-- START Material for this exercise --
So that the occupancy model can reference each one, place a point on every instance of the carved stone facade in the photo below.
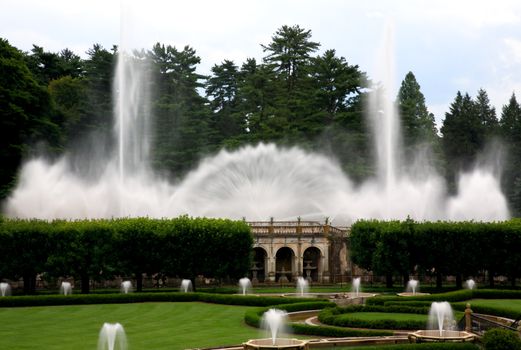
(285, 250)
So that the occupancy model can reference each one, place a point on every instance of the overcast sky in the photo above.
(449, 45)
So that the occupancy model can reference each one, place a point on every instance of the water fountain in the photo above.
(302, 287)
(5, 289)
(356, 286)
(112, 337)
(126, 286)
(441, 326)
(470, 284)
(186, 286)
(273, 321)
(412, 289)
(256, 182)
(244, 286)
(66, 288)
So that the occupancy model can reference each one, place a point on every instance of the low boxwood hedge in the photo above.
(253, 318)
(422, 346)
(338, 316)
(85, 299)
(459, 295)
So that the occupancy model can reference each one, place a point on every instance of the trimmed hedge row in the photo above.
(338, 316)
(87, 299)
(400, 248)
(253, 318)
(459, 295)
(422, 346)
(88, 250)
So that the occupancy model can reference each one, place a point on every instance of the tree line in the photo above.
(298, 94)
(95, 250)
(399, 249)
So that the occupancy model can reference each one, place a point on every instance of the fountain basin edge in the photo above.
(432, 336)
(281, 343)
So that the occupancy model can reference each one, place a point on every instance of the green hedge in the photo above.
(88, 250)
(400, 248)
(338, 316)
(253, 318)
(459, 295)
(422, 346)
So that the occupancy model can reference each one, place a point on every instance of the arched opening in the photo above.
(259, 265)
(311, 263)
(284, 265)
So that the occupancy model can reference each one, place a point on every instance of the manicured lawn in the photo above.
(509, 304)
(371, 316)
(147, 325)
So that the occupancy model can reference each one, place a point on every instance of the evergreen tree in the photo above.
(221, 89)
(462, 135)
(289, 56)
(510, 128)
(487, 115)
(26, 114)
(181, 130)
(418, 124)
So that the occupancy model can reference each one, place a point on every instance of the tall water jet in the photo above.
(112, 337)
(470, 284)
(412, 286)
(253, 182)
(302, 286)
(244, 285)
(356, 286)
(5, 289)
(441, 317)
(66, 288)
(385, 122)
(274, 321)
(126, 286)
(186, 286)
(442, 326)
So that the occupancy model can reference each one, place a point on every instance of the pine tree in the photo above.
(417, 122)
(487, 115)
(510, 128)
(226, 123)
(462, 135)
(181, 129)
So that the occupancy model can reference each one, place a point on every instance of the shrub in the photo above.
(253, 318)
(501, 339)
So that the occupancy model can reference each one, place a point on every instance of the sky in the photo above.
(449, 45)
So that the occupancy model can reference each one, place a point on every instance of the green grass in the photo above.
-- END Material for this exercise --
Copy the material above word for word, leaving out the images.

So that the occupancy model can reference each one, place a point on every instance of the carved stone facade in the photo below.
(285, 250)
So that the occupancy model can reference each one, place a point on every instance of the overcast sky in the photo above.
(449, 45)
So that the occupancy model can reference each one, place a point on every instance of the water fountain in the photo above.
(302, 287)
(5, 289)
(356, 286)
(112, 337)
(126, 286)
(441, 326)
(470, 284)
(186, 286)
(273, 321)
(412, 289)
(256, 182)
(244, 286)
(66, 288)
So that the occupancy model can reference each one, place a point on every instance of the low boxwood hedge in the photo above.
(253, 318)
(422, 346)
(338, 316)
(85, 299)
(459, 295)
So that the occupancy model can reference each one, place a point on every instance of the trimmed hedge row in the photo above.
(338, 316)
(87, 299)
(400, 248)
(253, 318)
(459, 295)
(422, 346)
(88, 250)
So that the occupancy model can reference each one, place a point on every instance of the tree line in the photo above.
(298, 94)
(95, 250)
(399, 249)
So that the occupancy model can reference each one, place a point on every instance of the fountain basin edge in the photo above.
(432, 336)
(281, 343)
So that the occupancy model can reference each one, place a point on every instance of the green hedge in the photo above.
(88, 250)
(400, 248)
(338, 316)
(253, 318)
(459, 295)
(422, 346)
So that the occupancy model can reference each one, place a point on every instance of the arched opening in the photo above.
(259, 265)
(311, 263)
(284, 265)
So that the occupancy model can reference each one, place a point on every instance of the manicured lawn in the photo above.
(509, 304)
(371, 316)
(147, 325)
So that the occupancy model can reference each one, place a point on every instance of the evergreen tree in the photo above.
(221, 89)
(462, 135)
(289, 56)
(510, 128)
(487, 115)
(26, 114)
(181, 130)
(418, 124)
So that the occupancy model can reference each one, place a point on every instance of the tall water jet in the photo above.
(112, 337)
(470, 284)
(412, 286)
(253, 182)
(302, 286)
(244, 285)
(356, 286)
(5, 289)
(441, 317)
(66, 288)
(385, 122)
(274, 321)
(126, 286)
(186, 286)
(442, 326)
So that the occupancy model can reference each one, place a point on every instance of the pine tree in the photo above.
(417, 122)
(487, 115)
(510, 128)
(226, 123)
(462, 135)
(181, 129)
So that the occupancy model can reference each one, place a point on every instance of the shrub in the photo above.
(253, 318)
(501, 339)
So that the occupancy model can reference each one, place a point on every instance of the sky in the photo above.
(449, 45)
So that the occupancy model can reference each one, place a point on every instance of the green grass in the photo above.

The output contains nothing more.